I often stand in front of a problem or a situation and think ‘What would Ian think?’ Not that I’m like him. But I am. Not that I ever met him. But I did. Sort of, twice. Meaning I saw him sing. Which was a much more powerful thing than your average ‘going to a concert’. I mean, this is not the kind of average thing you get to hear is it?

“Summer, Buddy Holly, the working folly
Good golly, Miss Molly and boats
Hammersmith Palais, the Bolshoi Ballet
Jump back in the alley and nanny goats
18 wheeler Scammels, dominica camels
All other mammals plus equal votes

Reasons to be cheerful, 1, 2, 3!”

First time I saw him I didn’t come with any great expectations. His band, Kilburn and the High-Roads had been mentioned appreciatively in the New Musical Express a few times and in those days that was enough to tempt me and my mates along to the Mountford Hall at Liverpool University. This must be around about 1974 as I’m lackadaisically dreaming my way through a sociology degree there.

svod-l-sex-and-drugs-and-rock-n-rollWe’re in the bar underneath the concert hall as, soundcheck presumably over, the band start to drift in. ‘Menace’ is the best word to describe the feeling they all exuded. No way were we going to go over and make small talk or ask for the autograph of the only one we could recognise from the NME, Ian Dury. He was clearly the most menacing of them all, but with strong competition.

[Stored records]
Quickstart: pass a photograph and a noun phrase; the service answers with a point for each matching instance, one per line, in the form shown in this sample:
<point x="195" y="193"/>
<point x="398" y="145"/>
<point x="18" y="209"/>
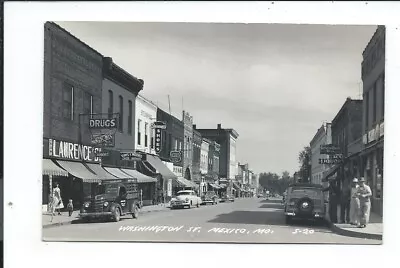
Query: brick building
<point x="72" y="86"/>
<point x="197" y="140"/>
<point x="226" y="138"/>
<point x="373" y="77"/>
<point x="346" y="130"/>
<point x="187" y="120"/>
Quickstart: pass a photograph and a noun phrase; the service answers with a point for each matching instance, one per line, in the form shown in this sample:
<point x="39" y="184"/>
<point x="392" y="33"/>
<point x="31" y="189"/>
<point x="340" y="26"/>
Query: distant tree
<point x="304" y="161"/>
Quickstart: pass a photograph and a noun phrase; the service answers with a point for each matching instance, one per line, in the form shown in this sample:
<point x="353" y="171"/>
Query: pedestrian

--

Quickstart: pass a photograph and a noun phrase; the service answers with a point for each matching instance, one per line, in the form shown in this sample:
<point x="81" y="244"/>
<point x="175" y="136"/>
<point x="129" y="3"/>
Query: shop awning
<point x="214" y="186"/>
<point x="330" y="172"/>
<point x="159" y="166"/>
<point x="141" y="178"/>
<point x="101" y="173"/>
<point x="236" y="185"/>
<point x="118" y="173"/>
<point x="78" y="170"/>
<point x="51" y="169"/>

---

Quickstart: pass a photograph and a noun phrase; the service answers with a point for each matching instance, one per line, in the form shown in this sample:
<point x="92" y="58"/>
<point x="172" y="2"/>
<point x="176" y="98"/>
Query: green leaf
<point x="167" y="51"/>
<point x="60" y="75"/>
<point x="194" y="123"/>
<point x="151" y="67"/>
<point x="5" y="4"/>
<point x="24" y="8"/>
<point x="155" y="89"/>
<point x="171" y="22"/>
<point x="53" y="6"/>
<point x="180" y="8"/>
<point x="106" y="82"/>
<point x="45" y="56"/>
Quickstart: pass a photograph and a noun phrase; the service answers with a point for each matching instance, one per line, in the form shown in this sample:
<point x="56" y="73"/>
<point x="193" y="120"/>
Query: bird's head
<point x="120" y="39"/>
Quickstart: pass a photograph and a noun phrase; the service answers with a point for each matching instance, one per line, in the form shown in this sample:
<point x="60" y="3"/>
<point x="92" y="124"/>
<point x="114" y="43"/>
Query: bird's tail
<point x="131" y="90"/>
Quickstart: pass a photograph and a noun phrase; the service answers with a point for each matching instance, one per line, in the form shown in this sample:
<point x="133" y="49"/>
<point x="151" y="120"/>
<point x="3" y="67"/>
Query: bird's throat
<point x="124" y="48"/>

(WRITTEN EXERCISE 1)
Answer each question about the Ian Dury recollection on its own line:
(a) What was the name of Ian Dury's band?
(b) In which venue did the writer first see him perform?
(c) What degree was the writer studying for at the time?
(WRITTEN EXERCISE 2)
From the song lyrics quoted in the Ian Dury recollection, list every animal or kind of animal mentioned.
(WRITTEN EXERCISE 3)
Carry on the Ian Dury recollection from its final sentence, in the same voice.

(TASK OUTPUT 1)
(a) Kilburn and the High-Roads
(b) The Mountford Hall at Liverpool University
(c) A sociology degree

(TASK OUTPUT 2)
nanny goats, camels, mammals

(TASK OUTPUT 3)
There’s a nicely written short history of the band on this history of punk site which, after describing them as looking ‘like a bus queue’ goes on to say:

“They presented a bizarre spectacle for gig goers expecting a line up of long haired glam boys or road hardened rockers, being presented with the dapper Dury with a razor blade earring (in 1974) and the contrasting band, sometimes resembling something between gangsters and dossers.”

So they were punk before punk, but they were also music hall. And that night most of us didn’t really know what to make of them. Most of us certainly didn’t rush off to Probe Records the next day to see if we could find any LPs they’d made. But Paul did, our friend Paul. The only one of us who went on to a life where people paid him to write about popular music. And I know he treasures the Kilburn and the High-Roads records to this day.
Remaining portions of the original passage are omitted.